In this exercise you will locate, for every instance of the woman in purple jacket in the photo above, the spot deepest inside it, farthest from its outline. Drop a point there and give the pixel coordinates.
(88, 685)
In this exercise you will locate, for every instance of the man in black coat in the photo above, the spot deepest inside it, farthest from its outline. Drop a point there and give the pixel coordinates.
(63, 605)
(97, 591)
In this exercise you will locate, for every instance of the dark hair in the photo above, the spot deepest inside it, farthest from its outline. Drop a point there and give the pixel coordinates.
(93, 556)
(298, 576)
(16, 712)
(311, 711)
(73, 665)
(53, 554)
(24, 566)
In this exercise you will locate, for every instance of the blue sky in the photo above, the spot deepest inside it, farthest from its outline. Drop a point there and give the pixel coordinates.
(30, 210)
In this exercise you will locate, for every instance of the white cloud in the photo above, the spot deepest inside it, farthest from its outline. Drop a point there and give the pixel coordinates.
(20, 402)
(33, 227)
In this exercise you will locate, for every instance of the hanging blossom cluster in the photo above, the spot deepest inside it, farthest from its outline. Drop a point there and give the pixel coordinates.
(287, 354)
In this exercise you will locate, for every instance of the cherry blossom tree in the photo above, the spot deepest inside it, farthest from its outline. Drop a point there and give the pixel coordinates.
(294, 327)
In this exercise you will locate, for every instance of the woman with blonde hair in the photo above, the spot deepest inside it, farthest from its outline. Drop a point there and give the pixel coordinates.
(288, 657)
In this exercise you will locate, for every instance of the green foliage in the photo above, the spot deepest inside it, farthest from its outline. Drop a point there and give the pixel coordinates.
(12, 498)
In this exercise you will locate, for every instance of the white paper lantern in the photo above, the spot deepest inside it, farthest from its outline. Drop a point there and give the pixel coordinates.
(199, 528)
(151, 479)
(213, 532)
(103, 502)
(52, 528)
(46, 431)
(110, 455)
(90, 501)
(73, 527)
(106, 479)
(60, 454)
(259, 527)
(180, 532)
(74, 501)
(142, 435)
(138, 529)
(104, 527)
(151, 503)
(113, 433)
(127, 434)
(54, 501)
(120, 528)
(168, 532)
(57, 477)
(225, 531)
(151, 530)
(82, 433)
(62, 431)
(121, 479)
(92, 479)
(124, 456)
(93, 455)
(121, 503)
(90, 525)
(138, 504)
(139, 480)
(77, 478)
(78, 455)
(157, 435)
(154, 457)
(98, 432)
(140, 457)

——

Problem to solve — Quote the whole listing above, leaving nothing out.

Full output —
In this exercise you will locate, for every instance of the woman in purple jacket in the photo above, the spot deepest inside it, farthest from its outline. Drop a point there and give the pixel coordinates.
(88, 685)
In this exercise you will locate, for every instance of the man in black coat in the photo above, the spot deepest inside it, farthest from its outline. Drop a point there and give the pixel coordinates.
(63, 605)
(97, 591)
In this exercise you will locate, for every instance of the dark hair in the photo above, the spot deepest inside it, farthest from its outline. Drop a point there and give the pixel coordinates.
(93, 556)
(298, 576)
(16, 712)
(311, 711)
(73, 665)
(53, 554)
(24, 566)
In this exercise you will locate, for every instance of the blue sky in the photo above, the spot deepest inside it, farthest from its outline. Drop a point there and give the pixel coordinates.
(30, 210)
In this exercise you will locate, for every instance of the white cloud in the photo above, the spot deepest inside it, farthest from its outline. Drop a point there and give the pixel coordinates.
(20, 402)
(33, 227)
In this exercise you will locate, for every instance of the hanging blossom cluster in the photo above, the spot deepest inside it, farthest from its outline. Drop a point there and give the pixel coordinates.
(287, 354)
In this exercise you will locate, for every instance of the cherry blossom tree in the photo above, the spot deepest inside it, farthest from its outline. Drop a point there and give the pixel coordinates.
(294, 327)
In this exercise you will locate, for every instance of the woman with blonde hair in the photo above, the spot deepest inside it, farthest from its outline. Drop a point there and give the pixel coordinates.
(288, 657)
In this exercise you will locate, for every instance of the green foliage in the photo above, the spot deepest inside it, farthest from its outline. Drop a point there and give the pixel coordinates.
(12, 498)
In this exercise you will locate, for every instance of the white paper lantern in the photo above, the spot deepest inside it, farthest from its outline. Drop a point there and give the pixel coordinates.
(199, 528)
(151, 479)
(213, 532)
(103, 502)
(52, 528)
(46, 431)
(110, 455)
(90, 501)
(73, 527)
(106, 479)
(60, 454)
(259, 527)
(180, 532)
(74, 501)
(142, 435)
(138, 529)
(104, 527)
(151, 503)
(113, 433)
(127, 434)
(54, 501)
(120, 528)
(168, 532)
(57, 477)
(225, 531)
(151, 530)
(82, 433)
(62, 431)
(121, 479)
(92, 479)
(124, 456)
(93, 455)
(121, 503)
(90, 525)
(138, 504)
(139, 480)
(77, 478)
(78, 455)
(157, 435)
(154, 457)
(98, 432)
(140, 457)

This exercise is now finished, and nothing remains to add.